__TEXT EXTRACT__:
-- Begin --
From: Clemm, Geoff <gclemm@rational.com>
Date: Fri, 29 Jun 2001 10:59:24 -0400
Message-ID: <3906C56A7BD1F54593344C05BD1374B103770D0C@SUS-MA1IT01>
To: w3c-dist-auth@w3.org
I think the only thing that currently separates what Dan and I
prefer is the "explicit initial resource creation".  So at the
risk of being repetitive, I'll try to give a detailed response
to Dan's message on this issue.

   From: Dan Brotsky [mailto:dbrotsky@Adobe.COM]

   At 11:00 PM -0400 6/27/01, Clemm, Geoff wrote:
   >    From: Dan Brotsky [mailto:dbrotsky@Adobe.COM]
   >    ... it doesn't allow users to
   >    simultaneously create and LOCK resources for further editing, which
   >    bothers me.
   >Could you expand on why this bothers you?

   There are actually three reasons:

   1. Because it sets you up for ambiguity and race conditions by 
   breaking a single user-conceptual operation (beginning to edit a new 
   resource) into two protocol operations (PUT and LOCK).

The conceptual operation is probably "get me the locked
content and properties of this resource so I can edit them".
This will be at least 3 client requests (LOCK, GET, PROPFIND),
so making it be 4 client requests (PUT, LOCK, GET, PROPFIND) is
not qualitatively different.

   A client that 
   wants to create and edit a new resource will go through a 
   conventional sequence such as HEAD (to verify the URL as unmapped), 
   PUT (to create the resource), and LOCK (to reserve the resource for 
   editing).

No need for the HEAD/PUT ... just the PUT/If-None-Match:* is sufficient.

   This conflicts not only with itself but with the conventional
   sequence for editing an existing resource is LOCK / GET (LOCK first
   to make sure the GET content is the latest content).

I don't see that prefixing the LOCK/GET with a PUT/If-None-Match:*
would conflict with anything.

   This gives rise to two canonical problem cases:

   a. If I'm creating and editing a new resource, and you are editing a 
   resource but specify my name by mistake, then my client has to deal 
   with the unexpected (and meaningless at the user level) case where I 
   successfully create the resource but then can't edit it, and your 
   client has to deal with the unexpected (and meaningless at the user 
   level) case where you open a resource to edit it only to find that 
   it's empty or doesn't contain anything like what I was expecting.

The user does not see any of this.  Your client just issues an initial
PUT/If-None-Match:*, and then ignores the result (your client doesn't
care if it ended up creating an empty resource with this request or
not ...  it just wants to make sure it can lock that URL).  From the
user's perspective, it either succeeds, and you have the lock, or it
fails because somebody else has that URL locked (and it doesn't really
matter to the client that the LOCK by that other client was done weeks
ago, or was done a millesecond ago).
-- End --
__AVAILABLE DATA__:
-- Begin --
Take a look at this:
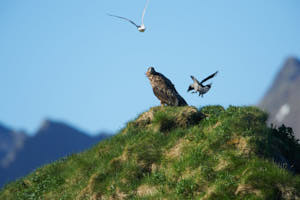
-- End --
__PROBLEM STATEMENT__: Could you continue the email about creating and locking new resources, picking up right after its last sentence?

__EXERCISE OUTPUT__:
   b. If we're both trying to create and edit the same (new) resource, 
   and my PUT precedes yours but my LOCK follows yours, then once I've 
   obtained the LOCK I find that the etag on the resource is different 
   than the one I got back from my PUT.

You don't care at all what the response from the PUT/If-None-Match:*
request was.  You only care what the response is from the LOCK request.

   This is the canonical 
   client-side warning sign that I'm in a race with someone else, and I 
   have to stop and make sure that I pull down the current content.

No race condition here because you don't pull down the current content
until you have the lock.

   At 
   that point, unless you and I were using the same "template" resource 
   in our initial PUTs, I've got a real problem.  I either have to blow 
   away your edit (which I'm not entitled to do under normal 
   circumstances) or I need to give up my lock.

You have exactly the same failure case if your lock succeeds and there
already was a resource there.  It doesn't matter if the resource got
there a millisecond ago or a few weeks ago.

   But by then your LOCK 
   has failed, so you've figured out that someone else is creating the 
   resource and you've given up.

You don't care that someone else is creating the resource ... you only
whether someone else has that resource locked.

   2. Because there's no well-defined way for PUT to reliably create a 
   no-content resource, which is the kind I claim you want to be 
   creating when you're creating a new one but don't have content for it 
   yet.  Most servers given a PUT of 0 length create a 0-length 
   resource, which is quite a different thing than a no-content one.

If a no-content resource can morph into any kind of resource, then
it is difficult to implement (most repositories have no such resource).
If it cannot morph into any kind of resource, then I do not see
an important reason to distinguish a new no-content resource from
a new 0-length resource.

   3. Because doing a PUT and then a LOCK and then (eventually) another 
   PUT forces you to make *two* updates to the resource rather than one, 
   and the controlling server may not actually want to authorize that. 
   (For example, workflow servers often want to send things off for 
   approval, etc., each time they are updated.)

How can something be sent off for approval unless there is a way
for me to store what I want on the server so that it can be approved?

   So let me ask you the converse question: You seem to be worried by
   the fact that we don't know what kind of resource (collection or
   not) the new resource is going to be.  What's the problem with
   letting the new resource start out as a no-content non-collection
   and then be made into a collection?

None of my repositories have a resource that has that behavior.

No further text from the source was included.